- HOW TO COMPLETE THIS TASK:
The data below should be copied over with complete accuracy.
━━━ RECORDS PROVIDED
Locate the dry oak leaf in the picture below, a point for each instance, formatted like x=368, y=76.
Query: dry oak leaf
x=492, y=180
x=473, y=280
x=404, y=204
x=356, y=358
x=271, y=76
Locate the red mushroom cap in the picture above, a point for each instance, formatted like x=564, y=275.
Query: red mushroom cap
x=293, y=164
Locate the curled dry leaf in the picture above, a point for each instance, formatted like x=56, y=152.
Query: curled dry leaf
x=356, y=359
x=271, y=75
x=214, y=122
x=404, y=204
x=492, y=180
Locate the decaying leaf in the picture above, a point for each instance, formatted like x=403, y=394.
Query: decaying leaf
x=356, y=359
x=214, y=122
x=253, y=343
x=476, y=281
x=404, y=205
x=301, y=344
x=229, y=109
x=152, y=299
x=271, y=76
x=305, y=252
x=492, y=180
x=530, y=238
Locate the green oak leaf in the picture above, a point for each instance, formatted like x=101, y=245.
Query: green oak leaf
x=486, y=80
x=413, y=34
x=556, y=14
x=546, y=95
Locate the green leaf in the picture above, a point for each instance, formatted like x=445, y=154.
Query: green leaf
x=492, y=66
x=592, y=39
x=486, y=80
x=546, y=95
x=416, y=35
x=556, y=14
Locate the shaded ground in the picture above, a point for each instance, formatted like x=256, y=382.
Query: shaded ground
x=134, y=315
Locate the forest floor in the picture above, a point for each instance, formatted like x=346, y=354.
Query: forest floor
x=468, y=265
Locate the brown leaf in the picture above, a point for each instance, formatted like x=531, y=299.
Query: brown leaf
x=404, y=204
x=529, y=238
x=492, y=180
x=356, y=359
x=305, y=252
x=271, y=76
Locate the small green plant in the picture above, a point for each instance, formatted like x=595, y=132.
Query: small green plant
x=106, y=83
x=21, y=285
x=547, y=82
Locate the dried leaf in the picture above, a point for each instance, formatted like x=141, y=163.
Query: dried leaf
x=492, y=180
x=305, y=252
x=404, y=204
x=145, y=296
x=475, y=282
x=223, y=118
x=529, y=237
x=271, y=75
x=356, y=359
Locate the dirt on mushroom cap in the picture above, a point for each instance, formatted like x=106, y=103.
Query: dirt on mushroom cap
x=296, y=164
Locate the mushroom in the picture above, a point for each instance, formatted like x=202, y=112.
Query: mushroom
━━━━━━
- TASK SOLUTION:
Locate the dry oak leaf in the picture below, a point for each instance, formatted like x=368, y=76.
Query: dry oak leaf
x=492, y=180
x=473, y=280
x=404, y=204
x=356, y=358
x=271, y=76
Locate the red mushroom cap in the picture above, a point for each instance, formatted like x=564, y=275.
Query: red mushroom cap
x=293, y=164
Locate the curled dry leaf in the picture above, a point for each instance, formatted like x=56, y=152.
Query: curled dry leaf
x=356, y=359
x=271, y=75
x=214, y=122
x=404, y=204
x=492, y=180
Locate the decaying leaf in the picture above, a point for each instance, formatted like x=403, y=394.
Query: decaying leaf
x=356, y=359
x=214, y=122
x=253, y=343
x=476, y=281
x=404, y=205
x=301, y=344
x=229, y=109
x=152, y=299
x=271, y=76
x=305, y=252
x=492, y=180
x=530, y=238
Locate the green oak leaf in the picture above, a point for each instance, formatted like x=101, y=245.
Query: green oak leaf
x=486, y=80
x=413, y=34
x=556, y=14
x=546, y=95
Locate the green leaf in the picture above, a point for each instance, formatted like x=445, y=154.
Query: green leaf
x=492, y=66
x=592, y=39
x=486, y=80
x=546, y=95
x=416, y=35
x=556, y=14
Locate the shaded ground in the picture above, a point for each instance, formatted like x=256, y=382.
Query: shaded ground
x=134, y=315
Locate the forest floor in the picture above, a point for each instance, formatted like x=346, y=354.
Query: forest floor
x=468, y=265
Locate the brown leaf in the picture above, a point for each instance, formatted like x=531, y=299.
Query: brown leaf
x=404, y=204
x=529, y=238
x=492, y=180
x=356, y=359
x=305, y=252
x=271, y=76
Locate the small green plant in the picture above, a point for each instance, formatted like x=595, y=132.
Query: small green plant
x=106, y=83
x=21, y=285
x=547, y=82
Locate the dried leaf in the picture above, a point for each instance, formatted like x=141, y=163.
Query: dried leaf
x=492, y=180
x=305, y=252
x=404, y=204
x=145, y=296
x=475, y=282
x=223, y=118
x=529, y=237
x=271, y=75
x=356, y=359
Locate the dirt on mushroom cap in the picture above, a point for each instance, formatted like x=106, y=103.
Query: dirt on mushroom cap
x=296, y=164
Locate the mushroom in the picture above, a point for each instance, formatted like x=202, y=112.
Query: mushroom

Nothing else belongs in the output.